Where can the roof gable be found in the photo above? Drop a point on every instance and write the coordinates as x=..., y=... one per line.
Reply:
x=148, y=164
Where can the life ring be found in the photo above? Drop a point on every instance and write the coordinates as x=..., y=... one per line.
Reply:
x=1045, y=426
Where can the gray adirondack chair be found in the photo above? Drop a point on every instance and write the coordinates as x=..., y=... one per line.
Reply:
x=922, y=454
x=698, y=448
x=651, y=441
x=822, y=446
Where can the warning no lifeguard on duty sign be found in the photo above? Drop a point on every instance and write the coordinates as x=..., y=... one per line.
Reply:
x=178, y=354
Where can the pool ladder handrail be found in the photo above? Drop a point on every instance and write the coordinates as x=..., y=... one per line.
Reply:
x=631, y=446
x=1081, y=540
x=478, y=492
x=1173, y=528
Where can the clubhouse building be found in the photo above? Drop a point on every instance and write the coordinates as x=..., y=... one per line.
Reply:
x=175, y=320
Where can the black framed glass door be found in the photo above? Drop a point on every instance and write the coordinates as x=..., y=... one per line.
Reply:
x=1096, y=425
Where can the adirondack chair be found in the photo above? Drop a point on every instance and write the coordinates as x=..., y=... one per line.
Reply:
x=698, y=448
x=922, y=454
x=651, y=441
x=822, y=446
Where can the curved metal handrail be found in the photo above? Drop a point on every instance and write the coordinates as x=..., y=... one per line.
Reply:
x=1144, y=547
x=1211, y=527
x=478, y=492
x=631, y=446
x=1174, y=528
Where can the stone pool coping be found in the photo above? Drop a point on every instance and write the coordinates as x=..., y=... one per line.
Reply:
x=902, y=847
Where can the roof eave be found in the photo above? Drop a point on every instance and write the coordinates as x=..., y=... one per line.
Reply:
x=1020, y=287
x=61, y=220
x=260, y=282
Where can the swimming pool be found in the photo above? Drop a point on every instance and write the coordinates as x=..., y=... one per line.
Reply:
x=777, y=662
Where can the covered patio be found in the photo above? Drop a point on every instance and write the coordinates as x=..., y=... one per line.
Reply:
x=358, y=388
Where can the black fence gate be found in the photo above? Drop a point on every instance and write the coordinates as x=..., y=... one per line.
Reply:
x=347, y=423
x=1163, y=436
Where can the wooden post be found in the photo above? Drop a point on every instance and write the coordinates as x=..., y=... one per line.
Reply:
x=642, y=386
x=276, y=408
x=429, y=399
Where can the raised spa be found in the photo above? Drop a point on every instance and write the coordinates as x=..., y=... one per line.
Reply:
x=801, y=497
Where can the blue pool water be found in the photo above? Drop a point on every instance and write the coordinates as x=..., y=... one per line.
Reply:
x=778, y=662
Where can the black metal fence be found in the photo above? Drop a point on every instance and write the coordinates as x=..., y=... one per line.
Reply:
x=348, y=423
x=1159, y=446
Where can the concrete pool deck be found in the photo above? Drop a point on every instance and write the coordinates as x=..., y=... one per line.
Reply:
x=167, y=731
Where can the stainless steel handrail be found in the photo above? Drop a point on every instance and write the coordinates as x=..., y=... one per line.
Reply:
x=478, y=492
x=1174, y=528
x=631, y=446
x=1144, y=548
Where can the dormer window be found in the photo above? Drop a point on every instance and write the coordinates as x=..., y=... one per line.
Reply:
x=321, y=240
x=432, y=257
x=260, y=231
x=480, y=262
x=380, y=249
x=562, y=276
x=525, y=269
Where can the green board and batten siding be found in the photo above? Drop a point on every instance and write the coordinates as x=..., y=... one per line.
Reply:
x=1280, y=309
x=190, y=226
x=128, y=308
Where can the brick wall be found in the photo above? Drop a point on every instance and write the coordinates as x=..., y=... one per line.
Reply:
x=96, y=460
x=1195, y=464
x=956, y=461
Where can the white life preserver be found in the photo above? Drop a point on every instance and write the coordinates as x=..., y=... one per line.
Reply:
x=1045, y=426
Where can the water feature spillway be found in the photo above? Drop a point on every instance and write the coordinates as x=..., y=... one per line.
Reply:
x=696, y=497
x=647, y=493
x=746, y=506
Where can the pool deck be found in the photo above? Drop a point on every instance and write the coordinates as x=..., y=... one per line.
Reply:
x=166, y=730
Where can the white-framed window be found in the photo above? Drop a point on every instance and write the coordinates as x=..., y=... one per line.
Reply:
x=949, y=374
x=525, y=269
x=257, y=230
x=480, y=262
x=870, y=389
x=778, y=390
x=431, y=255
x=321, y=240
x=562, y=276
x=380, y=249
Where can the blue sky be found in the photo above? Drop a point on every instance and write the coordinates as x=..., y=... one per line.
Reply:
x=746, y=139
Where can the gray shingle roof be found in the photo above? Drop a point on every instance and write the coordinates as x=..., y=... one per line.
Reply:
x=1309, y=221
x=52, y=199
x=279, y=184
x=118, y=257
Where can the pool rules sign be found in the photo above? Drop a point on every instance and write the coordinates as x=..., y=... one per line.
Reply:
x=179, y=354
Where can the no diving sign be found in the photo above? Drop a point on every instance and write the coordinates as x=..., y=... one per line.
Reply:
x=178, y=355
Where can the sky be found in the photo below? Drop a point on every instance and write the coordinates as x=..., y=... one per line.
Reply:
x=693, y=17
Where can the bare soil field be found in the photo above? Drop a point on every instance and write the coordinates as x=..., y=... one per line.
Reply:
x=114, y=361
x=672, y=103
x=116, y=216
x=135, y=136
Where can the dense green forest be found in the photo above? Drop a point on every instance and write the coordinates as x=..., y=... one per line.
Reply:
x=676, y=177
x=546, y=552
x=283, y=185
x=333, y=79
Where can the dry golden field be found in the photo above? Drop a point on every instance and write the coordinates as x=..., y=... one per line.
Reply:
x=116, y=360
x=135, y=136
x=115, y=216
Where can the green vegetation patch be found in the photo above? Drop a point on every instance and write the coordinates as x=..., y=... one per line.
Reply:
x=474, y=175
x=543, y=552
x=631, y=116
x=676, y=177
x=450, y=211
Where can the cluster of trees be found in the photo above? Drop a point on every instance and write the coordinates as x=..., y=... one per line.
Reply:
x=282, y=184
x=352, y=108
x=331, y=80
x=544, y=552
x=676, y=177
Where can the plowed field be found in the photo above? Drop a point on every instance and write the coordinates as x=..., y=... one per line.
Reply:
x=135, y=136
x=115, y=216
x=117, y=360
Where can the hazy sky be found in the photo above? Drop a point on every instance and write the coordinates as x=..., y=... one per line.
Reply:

● **TASK DESCRIPTION**:
Begin at the line that contains "Where can the swimming" and stop after the line that contains "x=1144, y=548". Give those lines again with every "Drop a point" switched to "Place a marker" and all else unchanged.

● **RIGHT ANSWER**:
Where can the swimming pool be found in the photo above? Place a marker on every instance and write the coordinates as x=..., y=... one per line.
Reply:
x=777, y=662
Where can the covered patio be found in the photo above? Place a marker on every instance and write the coordinates as x=..., y=... one per line.
Reply:
x=358, y=388
Where can the black fence gate be found in the photo above? Place a marker on every instance and write the coordinates as x=..., y=... one per line.
Reply:
x=347, y=423
x=1163, y=436
Where can the wooden post be found in the photo above? Place a marker on every instance and write the coordinates as x=..., y=... one per line.
Reply:
x=642, y=386
x=276, y=408
x=429, y=399
Where can the raised spa be found in the photo above? Place a marker on every instance and write the coordinates as x=..., y=... one per line.
Reply:
x=801, y=497
Where can the blue pool water be found in the photo above? Place a marker on every instance and write the coordinates as x=..., y=... one per line.
Reply:
x=778, y=662
Where can the black metal fence be found in the photo above? Place a marker on every instance and write the coordinates as x=..., y=... one per line.
Reply:
x=348, y=423
x=1159, y=446
Where can the concrete pool deck be found in the photo above? Place a marker on every instance and write the coordinates as x=..., y=... one per line.
Reply:
x=167, y=731
Where can the stainless steel handrail be found in the photo above? Place a marker on every instance and write the coordinates as x=..., y=... one per line.
Reply:
x=478, y=492
x=1174, y=528
x=631, y=446
x=1144, y=548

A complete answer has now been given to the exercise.